| Items |

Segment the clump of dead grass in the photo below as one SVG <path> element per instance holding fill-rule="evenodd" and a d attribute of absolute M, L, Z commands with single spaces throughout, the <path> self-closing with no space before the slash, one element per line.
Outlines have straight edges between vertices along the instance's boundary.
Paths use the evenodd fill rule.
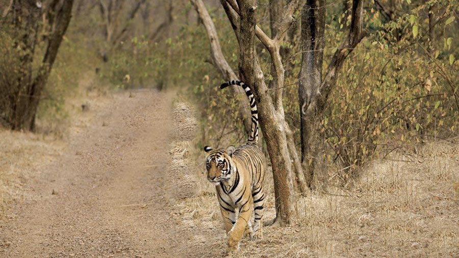
<path fill-rule="evenodd" d="M 194 171 L 196 193 L 177 203 L 176 212 L 189 226 L 211 229 L 212 241 L 224 250 L 224 229 L 215 188 L 206 179 L 205 154 L 187 148 L 188 158 L 194 157 L 187 168 Z M 346 188 L 330 178 L 308 196 L 298 195 L 295 224 L 265 227 L 263 239 L 243 240 L 234 256 L 459 256 L 459 145 L 434 142 L 418 150 L 415 156 L 395 153 L 373 162 Z M 267 175 L 264 217 L 269 220 L 275 214 L 271 172 Z"/>
<path fill-rule="evenodd" d="M 64 147 L 52 136 L 0 129 L 0 217 L 8 203 L 25 196 L 26 184 Z"/>

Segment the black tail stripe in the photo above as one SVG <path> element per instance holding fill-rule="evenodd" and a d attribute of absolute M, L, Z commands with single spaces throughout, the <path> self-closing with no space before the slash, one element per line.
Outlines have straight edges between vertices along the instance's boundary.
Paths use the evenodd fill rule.
<path fill-rule="evenodd" d="M 248 98 L 249 102 L 250 105 L 250 113 L 252 115 L 252 125 L 250 126 L 250 133 L 248 137 L 248 143 L 253 143 L 256 144 L 258 141 L 258 112 L 257 109 L 257 104 L 255 101 L 255 98 L 252 93 L 252 90 L 248 86 L 244 83 L 239 81 L 233 80 L 231 82 L 226 82 L 220 86 L 220 89 L 224 89 L 230 85 L 238 85 L 244 89 L 245 91 L 245 95 Z"/>

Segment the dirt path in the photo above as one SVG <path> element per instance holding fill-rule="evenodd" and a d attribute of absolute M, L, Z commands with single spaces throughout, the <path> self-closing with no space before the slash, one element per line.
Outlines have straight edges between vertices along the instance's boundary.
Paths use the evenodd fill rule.
<path fill-rule="evenodd" d="M 37 173 L 31 183 L 35 197 L 0 221 L 0 257 L 220 253 L 212 246 L 215 241 L 206 241 L 212 237 L 209 230 L 182 225 L 173 215 L 170 193 L 181 183 L 167 165 L 171 96 L 142 90 L 134 97 L 117 94 L 91 109 L 96 115 L 90 126 L 71 137 L 59 160 Z"/>

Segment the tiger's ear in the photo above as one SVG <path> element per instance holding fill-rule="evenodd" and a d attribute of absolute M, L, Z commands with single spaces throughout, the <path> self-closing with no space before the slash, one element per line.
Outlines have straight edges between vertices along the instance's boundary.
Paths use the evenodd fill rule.
<path fill-rule="evenodd" d="M 231 145 L 230 147 L 226 148 L 226 153 L 228 153 L 228 155 L 230 155 L 230 157 L 233 156 L 233 153 L 234 153 L 234 151 L 236 150 L 236 147 L 234 146 Z"/>

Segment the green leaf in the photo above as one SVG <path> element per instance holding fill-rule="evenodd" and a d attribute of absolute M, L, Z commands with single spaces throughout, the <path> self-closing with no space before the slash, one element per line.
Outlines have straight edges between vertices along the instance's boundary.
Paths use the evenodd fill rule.
<path fill-rule="evenodd" d="M 410 15 L 410 24 L 413 25 L 416 21 L 416 17 L 413 14 Z"/>
<path fill-rule="evenodd" d="M 448 25 L 448 24 L 452 22 L 452 21 L 454 20 L 454 16 L 451 16 L 446 20 L 446 21 L 445 22 L 445 25 Z"/>

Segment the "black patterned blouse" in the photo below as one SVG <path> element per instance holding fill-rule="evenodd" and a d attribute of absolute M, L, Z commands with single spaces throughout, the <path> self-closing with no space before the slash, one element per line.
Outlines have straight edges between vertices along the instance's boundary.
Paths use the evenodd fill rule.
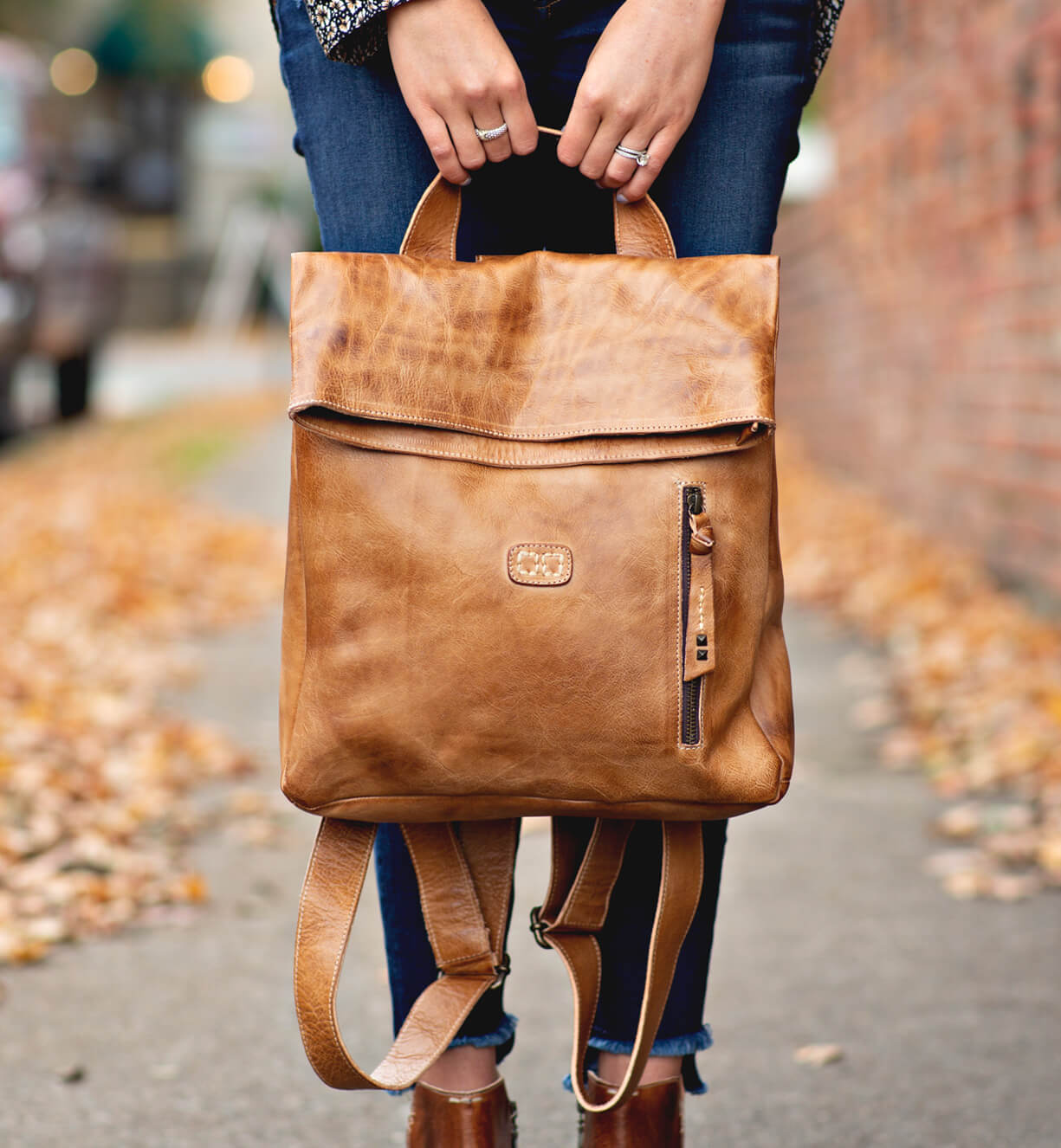
<path fill-rule="evenodd" d="M 304 0 L 307 11 L 330 60 L 359 64 L 382 44 L 388 8 L 404 0 Z M 814 29 L 814 75 L 820 75 L 832 46 L 832 33 L 844 0 L 816 0 L 818 23 Z"/>

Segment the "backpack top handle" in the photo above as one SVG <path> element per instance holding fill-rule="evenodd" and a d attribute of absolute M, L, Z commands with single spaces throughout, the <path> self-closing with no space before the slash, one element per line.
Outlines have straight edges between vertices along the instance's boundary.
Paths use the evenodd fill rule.
<path fill-rule="evenodd" d="M 555 127 L 539 126 L 547 135 L 559 135 Z M 633 203 L 620 203 L 612 195 L 615 253 L 656 259 L 673 259 L 674 240 L 663 212 L 645 195 Z M 441 174 L 427 185 L 405 228 L 401 255 L 423 259 L 457 258 L 457 223 L 460 219 L 460 188 Z"/>

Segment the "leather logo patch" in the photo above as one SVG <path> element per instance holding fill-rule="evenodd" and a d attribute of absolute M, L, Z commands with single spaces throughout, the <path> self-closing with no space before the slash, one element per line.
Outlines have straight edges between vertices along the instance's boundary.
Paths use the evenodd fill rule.
<path fill-rule="evenodd" d="M 556 542 L 509 546 L 509 577 L 524 585 L 563 585 L 571 577 L 571 550 Z"/>

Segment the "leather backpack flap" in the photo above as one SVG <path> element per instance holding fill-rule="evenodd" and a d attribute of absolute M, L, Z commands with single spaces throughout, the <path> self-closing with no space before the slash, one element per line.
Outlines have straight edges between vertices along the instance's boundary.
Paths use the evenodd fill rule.
<path fill-rule="evenodd" d="M 287 796 L 404 822 L 776 800 L 776 262 L 294 272 Z"/>

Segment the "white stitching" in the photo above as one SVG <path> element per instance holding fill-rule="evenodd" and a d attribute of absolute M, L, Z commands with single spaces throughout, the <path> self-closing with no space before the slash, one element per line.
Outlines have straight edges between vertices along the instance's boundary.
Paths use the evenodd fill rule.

| Do this |
Copy the stretch of the rows above from the very beginning through the line containing "194 171 L 196", reproducing each line unchanged. Leave the pictures out of your answer.

| Full solution |
Segment the clump of dead grass in the photo below as one SVG <path> element per instance holding fill-rule="evenodd" and a d attribute of absolute M, L, Z commands with single spaces throughout, the <path> self-closing with no space before the slash, one element per line.
Outlines have straight edges between vertices along the instance's boundary.
Paths use the evenodd fill rule.
<path fill-rule="evenodd" d="M 194 171 L 196 193 L 177 203 L 176 212 L 189 226 L 211 229 L 212 241 L 224 250 L 224 229 L 215 188 L 206 179 L 205 154 L 187 148 L 188 158 L 194 157 L 187 168 Z M 346 188 L 330 178 L 308 196 L 298 195 L 295 224 L 265 227 L 263 239 L 243 240 L 234 256 L 459 256 L 459 145 L 434 142 L 418 150 L 415 156 L 395 153 L 373 162 Z M 267 175 L 264 217 L 269 220 L 275 214 L 271 172 Z"/>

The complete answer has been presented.